◆ **WORK INSTRUCTIONS**:
Could you restate word for word only the lines below from the one holding "Per the spec, this vision system identifies the white" to the one holding "Per the spec, this vision system identifies the lawn", inclusive, and leave out the pictures?

___ STORED DATA

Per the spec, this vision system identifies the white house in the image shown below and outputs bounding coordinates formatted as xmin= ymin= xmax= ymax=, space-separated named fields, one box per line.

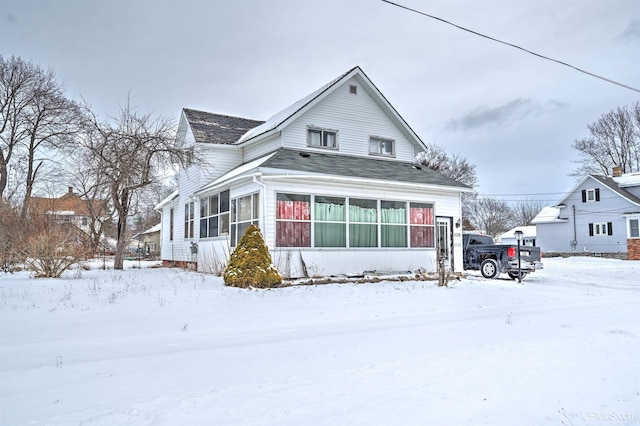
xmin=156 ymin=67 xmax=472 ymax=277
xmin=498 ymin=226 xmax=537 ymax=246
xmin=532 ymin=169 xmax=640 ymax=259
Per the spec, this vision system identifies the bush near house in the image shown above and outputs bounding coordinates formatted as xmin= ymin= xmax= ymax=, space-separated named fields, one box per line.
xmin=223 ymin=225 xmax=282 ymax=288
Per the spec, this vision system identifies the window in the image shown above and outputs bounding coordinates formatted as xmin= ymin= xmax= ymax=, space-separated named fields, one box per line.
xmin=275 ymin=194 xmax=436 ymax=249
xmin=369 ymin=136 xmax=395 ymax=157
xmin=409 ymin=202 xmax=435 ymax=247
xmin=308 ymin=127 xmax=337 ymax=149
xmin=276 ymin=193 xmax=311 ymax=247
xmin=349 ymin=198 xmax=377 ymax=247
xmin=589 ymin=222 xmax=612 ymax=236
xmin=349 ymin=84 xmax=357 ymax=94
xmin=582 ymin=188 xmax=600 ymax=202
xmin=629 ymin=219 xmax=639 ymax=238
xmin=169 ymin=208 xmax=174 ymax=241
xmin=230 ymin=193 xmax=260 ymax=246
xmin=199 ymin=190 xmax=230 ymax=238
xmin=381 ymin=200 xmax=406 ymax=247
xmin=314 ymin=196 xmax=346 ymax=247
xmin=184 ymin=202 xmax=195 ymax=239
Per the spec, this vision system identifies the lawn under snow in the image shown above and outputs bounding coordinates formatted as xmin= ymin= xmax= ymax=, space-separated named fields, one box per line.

______
___ STORED DATA

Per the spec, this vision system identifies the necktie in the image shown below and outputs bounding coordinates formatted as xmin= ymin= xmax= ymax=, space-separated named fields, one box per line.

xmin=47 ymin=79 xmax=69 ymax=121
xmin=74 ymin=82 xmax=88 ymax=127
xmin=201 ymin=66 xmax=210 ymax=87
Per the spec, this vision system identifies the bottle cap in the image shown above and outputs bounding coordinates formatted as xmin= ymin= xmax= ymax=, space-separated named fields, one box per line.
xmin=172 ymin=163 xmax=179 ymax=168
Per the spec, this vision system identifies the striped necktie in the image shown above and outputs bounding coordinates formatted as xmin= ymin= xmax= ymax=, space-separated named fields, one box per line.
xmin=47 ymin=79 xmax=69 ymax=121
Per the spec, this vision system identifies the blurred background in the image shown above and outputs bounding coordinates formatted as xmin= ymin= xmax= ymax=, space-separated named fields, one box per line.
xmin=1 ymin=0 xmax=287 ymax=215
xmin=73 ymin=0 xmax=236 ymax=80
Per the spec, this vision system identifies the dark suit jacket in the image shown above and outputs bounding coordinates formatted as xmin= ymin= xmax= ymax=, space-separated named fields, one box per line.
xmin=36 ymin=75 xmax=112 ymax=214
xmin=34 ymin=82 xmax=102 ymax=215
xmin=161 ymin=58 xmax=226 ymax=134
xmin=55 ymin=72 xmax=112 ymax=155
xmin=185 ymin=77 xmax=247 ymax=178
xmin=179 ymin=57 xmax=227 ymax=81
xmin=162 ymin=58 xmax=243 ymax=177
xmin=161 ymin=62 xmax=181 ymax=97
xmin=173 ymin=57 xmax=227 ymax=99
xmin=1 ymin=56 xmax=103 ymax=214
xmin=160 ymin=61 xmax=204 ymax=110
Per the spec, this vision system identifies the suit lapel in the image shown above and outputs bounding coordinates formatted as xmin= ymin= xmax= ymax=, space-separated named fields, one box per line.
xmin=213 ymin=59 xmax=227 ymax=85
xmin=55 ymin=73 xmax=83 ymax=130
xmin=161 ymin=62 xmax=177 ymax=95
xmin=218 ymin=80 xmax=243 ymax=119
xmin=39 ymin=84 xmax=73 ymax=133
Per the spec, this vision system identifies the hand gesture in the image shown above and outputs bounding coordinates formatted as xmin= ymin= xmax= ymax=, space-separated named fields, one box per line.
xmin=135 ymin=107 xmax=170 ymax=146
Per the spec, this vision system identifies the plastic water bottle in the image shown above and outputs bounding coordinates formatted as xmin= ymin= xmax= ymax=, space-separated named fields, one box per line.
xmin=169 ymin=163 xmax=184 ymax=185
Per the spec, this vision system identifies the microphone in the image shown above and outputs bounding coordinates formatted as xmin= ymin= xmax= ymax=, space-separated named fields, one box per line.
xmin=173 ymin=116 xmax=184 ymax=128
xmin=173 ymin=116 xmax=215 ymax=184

______

◆ **OUTPUT FOR THIS TASK**:
Per the spec, this vision system identifies the white house in the image shown below and outputs bounding coordinates formatted as xmin= ymin= xmax= ymax=, space-separated named fields, one box per line.

xmin=156 ymin=67 xmax=472 ymax=277
xmin=498 ymin=226 xmax=537 ymax=246
xmin=532 ymin=169 xmax=640 ymax=259
Per the spec, this vision system identifies the bush near house in the image shown above and outputs bounding coordinates formatted as xmin= ymin= xmax= ymax=, space-separated named fields, one box per line.
xmin=223 ymin=225 xmax=282 ymax=288
Per the spec, this vision system identifies the window in the image shown above and outputs bounding coordinates formatted as xmin= ymin= xmax= ymax=, space-separated named fields, one box per line.
xmin=275 ymin=194 xmax=436 ymax=249
xmin=369 ymin=136 xmax=395 ymax=157
xmin=409 ymin=202 xmax=435 ymax=247
xmin=308 ymin=127 xmax=337 ymax=149
xmin=276 ymin=193 xmax=311 ymax=247
xmin=349 ymin=198 xmax=377 ymax=247
xmin=589 ymin=222 xmax=612 ymax=236
xmin=349 ymin=84 xmax=357 ymax=94
xmin=582 ymin=188 xmax=600 ymax=202
xmin=629 ymin=219 xmax=639 ymax=238
xmin=169 ymin=208 xmax=174 ymax=241
xmin=230 ymin=193 xmax=260 ymax=246
xmin=199 ymin=190 xmax=230 ymax=238
xmin=381 ymin=200 xmax=406 ymax=247
xmin=314 ymin=196 xmax=346 ymax=247
xmin=184 ymin=202 xmax=195 ymax=239
Per the spec, this vision system identifies the lawn under snow in the image shown above and outputs bounding coordinates formatted as xmin= ymin= xmax= ymax=, space-separated named fields, one box per line.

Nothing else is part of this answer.